**** DATA SHOWN

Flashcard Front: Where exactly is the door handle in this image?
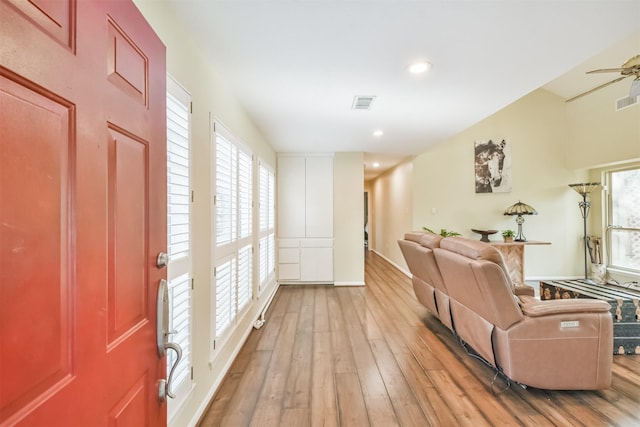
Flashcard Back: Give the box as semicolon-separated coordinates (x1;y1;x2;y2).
156;279;182;403
158;342;182;403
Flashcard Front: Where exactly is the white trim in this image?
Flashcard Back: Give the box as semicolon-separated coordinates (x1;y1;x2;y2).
333;282;366;286
182;283;279;427
369;249;413;279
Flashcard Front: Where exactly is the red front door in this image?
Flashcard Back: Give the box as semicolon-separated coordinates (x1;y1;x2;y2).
0;0;166;426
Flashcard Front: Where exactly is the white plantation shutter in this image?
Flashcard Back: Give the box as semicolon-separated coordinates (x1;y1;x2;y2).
215;258;236;337
211;123;254;350
237;245;252;313
238;151;253;239
258;163;275;291
167;77;192;418
167;274;191;390
216;138;238;247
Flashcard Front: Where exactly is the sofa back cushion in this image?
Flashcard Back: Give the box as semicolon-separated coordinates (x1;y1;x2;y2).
434;237;523;329
398;237;446;291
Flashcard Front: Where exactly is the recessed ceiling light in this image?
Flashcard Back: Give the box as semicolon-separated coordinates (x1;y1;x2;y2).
409;61;431;74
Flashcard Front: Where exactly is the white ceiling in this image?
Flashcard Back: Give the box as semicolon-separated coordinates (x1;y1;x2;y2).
168;0;640;177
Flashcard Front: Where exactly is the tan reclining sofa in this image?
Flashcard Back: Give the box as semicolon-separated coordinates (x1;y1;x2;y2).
398;232;613;390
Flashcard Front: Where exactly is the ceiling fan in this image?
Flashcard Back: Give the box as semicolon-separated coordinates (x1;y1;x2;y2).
567;55;640;102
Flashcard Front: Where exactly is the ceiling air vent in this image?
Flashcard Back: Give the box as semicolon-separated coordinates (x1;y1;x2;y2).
616;96;640;111
351;95;376;110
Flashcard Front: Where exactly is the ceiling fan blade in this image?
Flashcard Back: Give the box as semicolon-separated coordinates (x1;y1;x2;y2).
565;76;640;102
587;68;624;74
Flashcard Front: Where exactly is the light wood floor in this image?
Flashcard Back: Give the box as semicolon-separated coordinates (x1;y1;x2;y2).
201;252;640;427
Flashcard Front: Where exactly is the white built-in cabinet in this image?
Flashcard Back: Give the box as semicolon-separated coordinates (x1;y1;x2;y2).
277;154;334;283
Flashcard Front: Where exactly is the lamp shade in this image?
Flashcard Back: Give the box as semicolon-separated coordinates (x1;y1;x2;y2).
504;201;538;215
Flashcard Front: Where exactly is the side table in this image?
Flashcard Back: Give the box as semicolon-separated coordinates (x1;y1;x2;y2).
489;240;551;284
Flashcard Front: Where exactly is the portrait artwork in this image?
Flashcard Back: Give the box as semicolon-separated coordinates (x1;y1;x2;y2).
475;139;511;193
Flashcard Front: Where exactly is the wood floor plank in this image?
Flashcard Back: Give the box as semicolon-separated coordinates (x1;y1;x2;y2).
336;372;375;427
313;286;331;332
371;340;428;426
251;310;301;426
218;351;272;426
337;289;398;426
311;331;339;427
327;288;356;374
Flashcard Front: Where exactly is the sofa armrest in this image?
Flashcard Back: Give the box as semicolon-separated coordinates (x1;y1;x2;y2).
513;285;535;296
520;299;611;317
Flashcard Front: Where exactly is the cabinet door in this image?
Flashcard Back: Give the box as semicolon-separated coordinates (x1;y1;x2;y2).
305;157;333;237
300;247;333;282
277;156;305;237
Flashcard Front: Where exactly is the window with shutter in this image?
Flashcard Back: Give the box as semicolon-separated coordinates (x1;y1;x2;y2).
605;168;640;277
167;77;192;419
211;123;254;350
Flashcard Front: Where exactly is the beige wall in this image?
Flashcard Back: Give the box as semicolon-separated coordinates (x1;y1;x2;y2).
333;153;364;286
134;0;275;426
373;90;604;278
369;161;421;272
566;79;640;169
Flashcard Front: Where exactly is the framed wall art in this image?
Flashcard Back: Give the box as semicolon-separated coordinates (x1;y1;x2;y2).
475;139;511;193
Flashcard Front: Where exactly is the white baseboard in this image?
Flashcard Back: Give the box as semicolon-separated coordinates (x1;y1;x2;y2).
333;282;365;286
370;249;412;278
182;282;280;427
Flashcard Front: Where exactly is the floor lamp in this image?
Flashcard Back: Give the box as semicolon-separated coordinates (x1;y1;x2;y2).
569;182;600;283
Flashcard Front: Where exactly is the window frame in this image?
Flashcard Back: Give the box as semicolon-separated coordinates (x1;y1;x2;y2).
211;120;256;359
603;164;640;280
166;75;195;419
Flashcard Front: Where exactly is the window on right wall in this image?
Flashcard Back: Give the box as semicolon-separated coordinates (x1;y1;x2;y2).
607;167;640;274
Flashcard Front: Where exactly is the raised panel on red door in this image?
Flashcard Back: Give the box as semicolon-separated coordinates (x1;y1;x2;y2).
0;0;166;426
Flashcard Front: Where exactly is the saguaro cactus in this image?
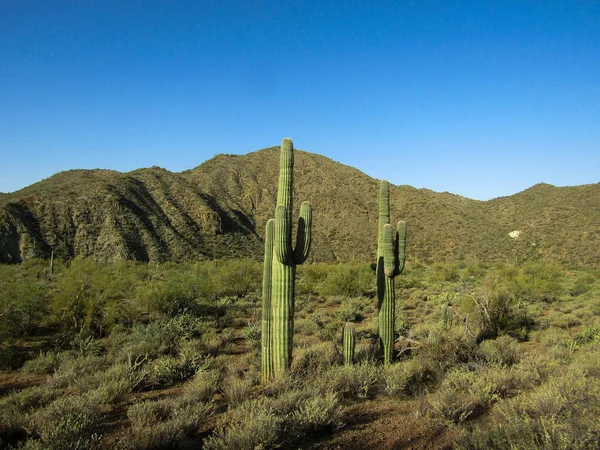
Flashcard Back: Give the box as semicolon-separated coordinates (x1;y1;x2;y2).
262;138;312;380
376;180;406;364
261;219;275;382
342;323;356;366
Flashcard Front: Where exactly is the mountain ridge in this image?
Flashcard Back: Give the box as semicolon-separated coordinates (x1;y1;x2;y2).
0;147;600;265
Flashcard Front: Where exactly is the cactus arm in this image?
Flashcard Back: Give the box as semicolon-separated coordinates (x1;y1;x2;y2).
261;219;275;383
383;223;396;277
275;205;293;265
394;220;406;275
377;180;390;259
294;202;312;264
342;323;356;366
277;138;294;221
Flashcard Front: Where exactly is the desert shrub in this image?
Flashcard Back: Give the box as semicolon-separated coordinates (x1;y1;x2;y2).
88;360;149;404
0;386;58;448
456;369;600;450
336;298;365;322
21;351;60;375
203;397;284;450
33;396;101;450
69;333;102;356
410;327;481;373
222;374;254;406
213;259;262;297
242;320;261;347
318;362;379;399
204;386;343;449
316;264;375;297
291;392;342;437
381;358;435;396
150;352;208;387
292;343;338;378
479;335;523;367
182;370;218;403
428;264;460;283
0;342;25;370
106;320;181;362
51;259;147;334
0;276;48;342
48;352;109;388
296;264;328;295
119;396;215;449
427;366;530;425
426;386;483;426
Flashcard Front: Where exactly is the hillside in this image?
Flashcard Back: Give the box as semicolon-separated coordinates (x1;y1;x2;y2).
0;147;600;265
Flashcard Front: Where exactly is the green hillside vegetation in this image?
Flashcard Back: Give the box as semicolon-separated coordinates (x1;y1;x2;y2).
0;145;600;450
0;147;600;267
0;259;600;449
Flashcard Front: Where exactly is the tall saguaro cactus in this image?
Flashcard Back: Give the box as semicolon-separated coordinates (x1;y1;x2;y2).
376;180;406;364
262;138;312;381
261;219;275;382
342;323;356;366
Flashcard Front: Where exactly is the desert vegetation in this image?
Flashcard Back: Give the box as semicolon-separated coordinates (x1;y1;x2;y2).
0;140;600;450
0;255;600;449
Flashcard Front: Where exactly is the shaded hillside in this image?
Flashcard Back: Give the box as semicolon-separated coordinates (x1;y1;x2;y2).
0;147;600;265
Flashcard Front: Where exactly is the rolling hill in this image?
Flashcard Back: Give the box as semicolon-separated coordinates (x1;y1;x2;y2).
0;147;600;266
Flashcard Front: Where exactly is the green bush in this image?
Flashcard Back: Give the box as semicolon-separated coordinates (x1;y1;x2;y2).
33;396;101;450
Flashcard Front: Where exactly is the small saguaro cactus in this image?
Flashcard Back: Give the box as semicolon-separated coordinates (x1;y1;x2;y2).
376;180;406;365
262;138;312;381
342;323;356;366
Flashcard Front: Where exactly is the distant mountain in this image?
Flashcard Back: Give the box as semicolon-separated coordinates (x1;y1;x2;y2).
0;147;600;265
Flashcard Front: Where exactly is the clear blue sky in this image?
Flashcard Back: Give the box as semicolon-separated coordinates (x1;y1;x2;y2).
0;0;600;199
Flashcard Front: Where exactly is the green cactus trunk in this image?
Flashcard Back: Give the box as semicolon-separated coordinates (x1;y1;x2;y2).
376;180;406;365
342;323;356;366
263;139;312;381
261;219;275;383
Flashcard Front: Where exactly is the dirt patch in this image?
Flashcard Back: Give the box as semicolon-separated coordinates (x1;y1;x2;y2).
0;371;48;397
304;398;458;450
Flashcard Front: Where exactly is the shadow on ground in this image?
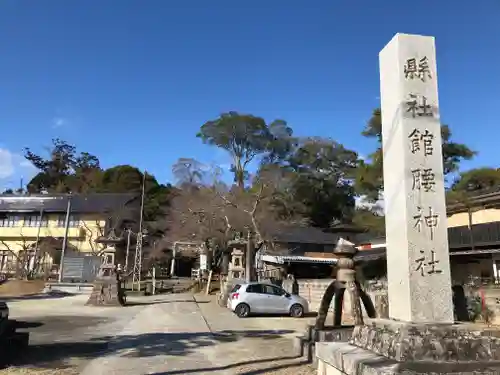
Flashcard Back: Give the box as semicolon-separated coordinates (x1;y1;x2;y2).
7;330;293;369
151;356;307;375
0;291;75;302
125;299;210;307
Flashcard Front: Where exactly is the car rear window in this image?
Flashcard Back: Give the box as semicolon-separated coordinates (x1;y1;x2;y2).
247;284;263;293
230;284;241;293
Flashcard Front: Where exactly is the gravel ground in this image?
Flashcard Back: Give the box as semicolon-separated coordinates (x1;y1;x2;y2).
0;295;316;375
0;367;80;375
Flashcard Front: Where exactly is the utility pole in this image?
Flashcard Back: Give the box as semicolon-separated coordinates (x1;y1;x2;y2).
132;171;146;291
59;194;71;282
30;203;43;273
125;228;132;273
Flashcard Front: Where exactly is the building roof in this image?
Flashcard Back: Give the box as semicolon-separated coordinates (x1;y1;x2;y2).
446;186;500;215
262;225;339;245
0;193;139;213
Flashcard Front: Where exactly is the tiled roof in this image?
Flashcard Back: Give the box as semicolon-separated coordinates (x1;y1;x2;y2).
262;225;339;245
262;254;337;264
0;194;140;213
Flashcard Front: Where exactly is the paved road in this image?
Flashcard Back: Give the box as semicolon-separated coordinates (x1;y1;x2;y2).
4;294;313;375
8;296;145;374
82;295;314;375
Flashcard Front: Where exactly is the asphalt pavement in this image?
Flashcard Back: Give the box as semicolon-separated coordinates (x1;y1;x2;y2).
3;294;313;375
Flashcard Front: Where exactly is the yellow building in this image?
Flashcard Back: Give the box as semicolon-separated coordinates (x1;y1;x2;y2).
0;194;137;274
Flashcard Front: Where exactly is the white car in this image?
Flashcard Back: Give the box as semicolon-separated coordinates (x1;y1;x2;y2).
227;282;309;318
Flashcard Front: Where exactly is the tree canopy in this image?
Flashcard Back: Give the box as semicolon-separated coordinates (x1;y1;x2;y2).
20;139;172;235
1;109;482;243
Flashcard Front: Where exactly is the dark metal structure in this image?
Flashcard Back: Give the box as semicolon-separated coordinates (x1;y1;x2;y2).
315;238;376;330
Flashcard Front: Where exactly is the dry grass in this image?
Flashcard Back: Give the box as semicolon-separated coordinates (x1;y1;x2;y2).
0;280;45;297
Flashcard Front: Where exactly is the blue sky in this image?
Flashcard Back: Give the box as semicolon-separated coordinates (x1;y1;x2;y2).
0;0;500;191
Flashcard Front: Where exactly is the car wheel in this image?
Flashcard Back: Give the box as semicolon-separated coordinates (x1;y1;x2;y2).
234;303;250;318
290;303;304;318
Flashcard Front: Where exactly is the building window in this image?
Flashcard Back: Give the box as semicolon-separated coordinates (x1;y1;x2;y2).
57;215;80;228
24;215;49;228
0;215;21;227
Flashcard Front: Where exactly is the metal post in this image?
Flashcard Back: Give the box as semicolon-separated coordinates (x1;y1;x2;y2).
125;228;132;273
59;195;71;282
152;266;156;295
245;231;254;283
132;171;147;291
170;242;177;277
30;206;43;271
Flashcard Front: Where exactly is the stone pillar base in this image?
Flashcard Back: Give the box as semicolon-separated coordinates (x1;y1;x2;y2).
316;342;500;375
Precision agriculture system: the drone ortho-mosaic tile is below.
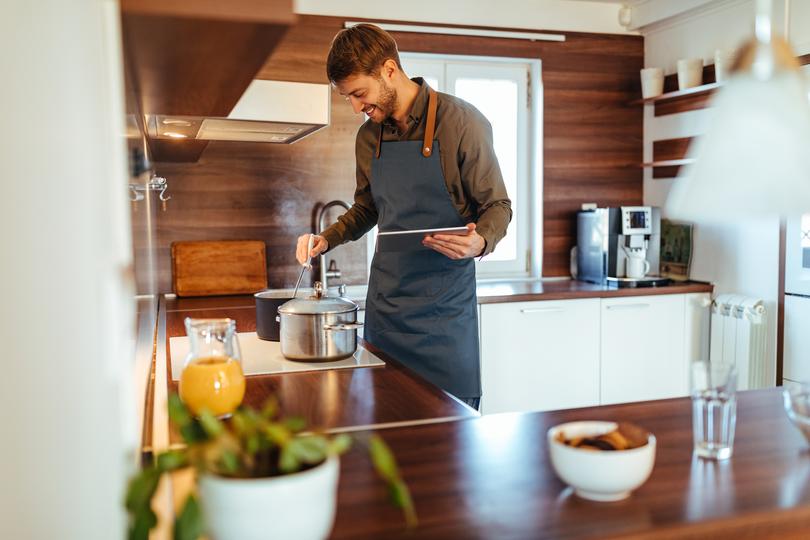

********

● EXERCISE BRIEF
Please resize the lines above, starting at the very first line and going on through the line with "398;232;613;390", and write out every line in that span in full, but multiply each box coordinate in the answers by 1.75 and round it to a whole number, with halves going up. Leave the pictures out.

● FINISHED ANSWER
Flashcard Front: Where exactly is the door handle in this image?
Flashcard Back: Give the box as semicolon-separated coordinates (x1;y1;x2;y2).
273;488;319;705
277;599;319;705
Flashcard Front: Where exactly is the white trim in this image?
Flashcard Back: Give the box as semicolon-separated coordinates (x1;y1;x2;y2).
583;494;641;501
319;495;488;747
646;436;723;488
Flashcard Front: Where exactly is the red front door in this image?
Flashcard Back: Give the box as semicolon-separated coordinates (x1;y1;x2;y2).
0;0;291;746
Flashcard Front: Where exactly is the white plantation shutter in this image?
Flashcard Back: Give the box as semicolon-separated coordinates (x1;y1;x2;y2).
376;452;413;590
369;215;445;613
415;429;441;548
417;264;443;418
452;285;481;509
292;135;336;732
292;480;334;683
378;242;417;432
Flashcard Front: Where exactly is the sofa back cushion in this image?
Flashcard Back: Give the box as semicolon-separated coordinates (x1;y1;x2;y2).
760;415;915;576
697;415;781;509
Flashcard Front: Where exactly is the recessed ceiling light in this image?
Flashcard Back: Give the box as semicolon-separated coordinates (x1;y1;x2;y2).
716;107;754;130
Flashcard Front: Where exactly is the white ceiling in this image?
Flashcard Back: Give the box as semicolon-separated coordinates (x1;y1;x2;y2).
294;0;1120;310
Flashcard Front: Where exactly is the tan reclining sofa in this image?
Flashcard Back: Give the box as semicolon-separated coordinates (x1;y1;x2;y2).
697;406;1073;683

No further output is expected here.